Hmm...

Oct. 14th, 2011 02:01 pm
elfs: (Default)
[personal profile] elfs
In a review of the book Reckless Endangerment: How Outsized Ambition, Greed, and Corruption Led to Economic Armageddon, Jeff Madrick and Frank Portnoy write a scathing pushback against the book's thesis that Fannie Mae and Freddie Mac, or positive regulatory policies, bear the brunt of the responsibility for the market shock of 2008:
Private lenders made far riskier loans than GSEs [Fannie Mae and Freddie Mac - elf] bought or guaranteed, especially during the 1990s, when subprimes issued to borrowers with low income and poor credit were relatively new. You will not read in Reckless Endangerment that the GSEs bought very few subprimes in these years. Rather than leading the way, Fannie’s market share of the low-income home buyers fell behind private industry’s far riskier lending to poorer home owners and others.

The increased risk-taking of the GSEs during the 1990s, far more modest than what was to come in the 2000s in the private sector, had no bearing on the financial crisis of 2007 and 2008.

...

The GSEs never took nearly the risks that the private market took. Still, when housing prices collapsed so sharply, even modestly risky and traditionally safe mortgages produced losses. The risky lending was not driven by the affordable lending goals; nor did it cause the crisis.

...

Contrary to many commentators on Reckless Endangerment, and to its chief claims, it was Wall Street, not the GSEs, that fundamentally caused the 2007–2008 crisis, which was driven not merely by a headlong pursuit of easy profit but also by ethically dubious practices.
Hmm... I currently have this book on hold at the library. It's hold #108 on 40 copies. It'll be a while before I get my hands on it. #Should I cancel the hold?

==================================================

TASK STATEMENT.
Please reproduce the full blog post about the review of Reckless Endangerment word for word.

==================================================

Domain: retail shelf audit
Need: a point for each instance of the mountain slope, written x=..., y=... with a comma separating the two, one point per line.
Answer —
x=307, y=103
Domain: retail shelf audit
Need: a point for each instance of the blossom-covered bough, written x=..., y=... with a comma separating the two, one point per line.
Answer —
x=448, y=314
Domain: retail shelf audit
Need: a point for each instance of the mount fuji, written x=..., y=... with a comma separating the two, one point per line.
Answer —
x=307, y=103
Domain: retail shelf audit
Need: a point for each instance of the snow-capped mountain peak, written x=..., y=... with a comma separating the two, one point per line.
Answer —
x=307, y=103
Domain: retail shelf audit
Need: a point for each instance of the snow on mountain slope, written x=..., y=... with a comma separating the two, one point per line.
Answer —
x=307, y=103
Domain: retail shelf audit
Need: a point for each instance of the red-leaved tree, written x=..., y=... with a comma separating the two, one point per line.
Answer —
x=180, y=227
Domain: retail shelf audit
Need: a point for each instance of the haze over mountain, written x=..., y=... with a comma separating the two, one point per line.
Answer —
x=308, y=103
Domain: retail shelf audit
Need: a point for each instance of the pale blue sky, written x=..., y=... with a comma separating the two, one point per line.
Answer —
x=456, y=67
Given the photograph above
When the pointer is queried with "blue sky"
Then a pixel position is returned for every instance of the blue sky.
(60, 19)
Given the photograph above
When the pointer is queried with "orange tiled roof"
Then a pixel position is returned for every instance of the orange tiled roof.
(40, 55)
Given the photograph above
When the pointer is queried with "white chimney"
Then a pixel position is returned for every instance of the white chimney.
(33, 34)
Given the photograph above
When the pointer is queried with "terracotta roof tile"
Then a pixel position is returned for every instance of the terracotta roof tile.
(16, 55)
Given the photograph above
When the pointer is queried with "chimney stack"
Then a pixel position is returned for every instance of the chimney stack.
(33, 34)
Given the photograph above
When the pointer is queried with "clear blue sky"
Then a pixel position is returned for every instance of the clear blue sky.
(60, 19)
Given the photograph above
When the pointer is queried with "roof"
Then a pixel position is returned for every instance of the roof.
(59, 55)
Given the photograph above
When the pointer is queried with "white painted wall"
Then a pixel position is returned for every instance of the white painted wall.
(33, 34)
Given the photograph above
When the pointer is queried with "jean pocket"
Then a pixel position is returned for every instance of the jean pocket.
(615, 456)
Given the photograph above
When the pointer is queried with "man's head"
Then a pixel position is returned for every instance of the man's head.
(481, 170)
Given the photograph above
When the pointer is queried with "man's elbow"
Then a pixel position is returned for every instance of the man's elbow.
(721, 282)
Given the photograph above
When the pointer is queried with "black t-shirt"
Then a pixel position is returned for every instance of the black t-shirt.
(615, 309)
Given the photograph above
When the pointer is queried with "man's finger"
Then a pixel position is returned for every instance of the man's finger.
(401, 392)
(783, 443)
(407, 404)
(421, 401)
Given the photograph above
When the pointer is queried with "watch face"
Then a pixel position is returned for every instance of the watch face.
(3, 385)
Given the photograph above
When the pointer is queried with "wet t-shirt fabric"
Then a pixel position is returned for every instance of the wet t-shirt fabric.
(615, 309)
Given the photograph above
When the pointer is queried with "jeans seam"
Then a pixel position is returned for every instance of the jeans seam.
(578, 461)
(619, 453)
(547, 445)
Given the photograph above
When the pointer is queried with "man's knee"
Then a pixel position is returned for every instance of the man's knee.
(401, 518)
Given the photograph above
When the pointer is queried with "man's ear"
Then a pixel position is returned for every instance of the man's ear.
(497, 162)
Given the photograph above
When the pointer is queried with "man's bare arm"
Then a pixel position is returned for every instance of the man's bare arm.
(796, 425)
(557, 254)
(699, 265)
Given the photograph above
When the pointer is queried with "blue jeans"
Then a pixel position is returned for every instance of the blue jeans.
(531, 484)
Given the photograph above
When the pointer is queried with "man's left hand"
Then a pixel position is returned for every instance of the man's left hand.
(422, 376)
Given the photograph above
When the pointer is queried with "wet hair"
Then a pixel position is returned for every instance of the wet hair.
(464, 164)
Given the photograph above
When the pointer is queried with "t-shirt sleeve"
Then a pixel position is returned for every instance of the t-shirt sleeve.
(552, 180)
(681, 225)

==================================================

EXERCISE ANSWER.
Hmm...

Oct. 14th, 2011 02:01 pm
elfs: (Default)
[personal profile] elfs
In a review of the book Reckless Endangerment: How Outsized Ambition, Greed, and Corruption Led to Economic Armageddon, Jeff Madrick and Frank Portnoy write a scathing pushback against the book's thesis that Fannie Mae and Freddie Mac, or positive regulatory policies, bear the brunt of the responsibility for the market shock of 2008:
Private lenders made far riskier loans than GSEs [Fannie Mae and Freddie Mac - elf] bought or guaranteed, especially during the 1990s, when subprimes issued to borrowers with low income and poor credit were relatively new. You will not read in Reckless Endangerment that the GSEs bought very few subprimes in these years. Rather than leading the way, Fannie’s market share of the low-income home buyers fell behind private industry’s far riskier lending to poorer home owners and others.

The increased risk-taking of the GSEs during the 1990s, far more modest than what was to come in the 2000s in the private sector, had no bearing on the financial crisis of 2007 and 2008.

...

The GSEs never took nearly the risks that the private market took. Still, when housing prices collapsed so sharply, even modestly risky and traditionally safe mortgages produced losses. The risky lending was not driven by the affordable lending goals; nor did it cause the crisis.

...

Contrary to many commentators on Reckless Endangerment, and to its chief claims, it was Wall Street, not the GSEs, that fundamentally caused the 2007–2008 crisis, which was driven not merely by a headlong pursuit of easy profit but also by ethically dubious practices.
Hmm... I currently have this book on hold at the library. It's hold #108 on 40 copies. It'll be a while before I get my hands on it. #Should I cancel the hold?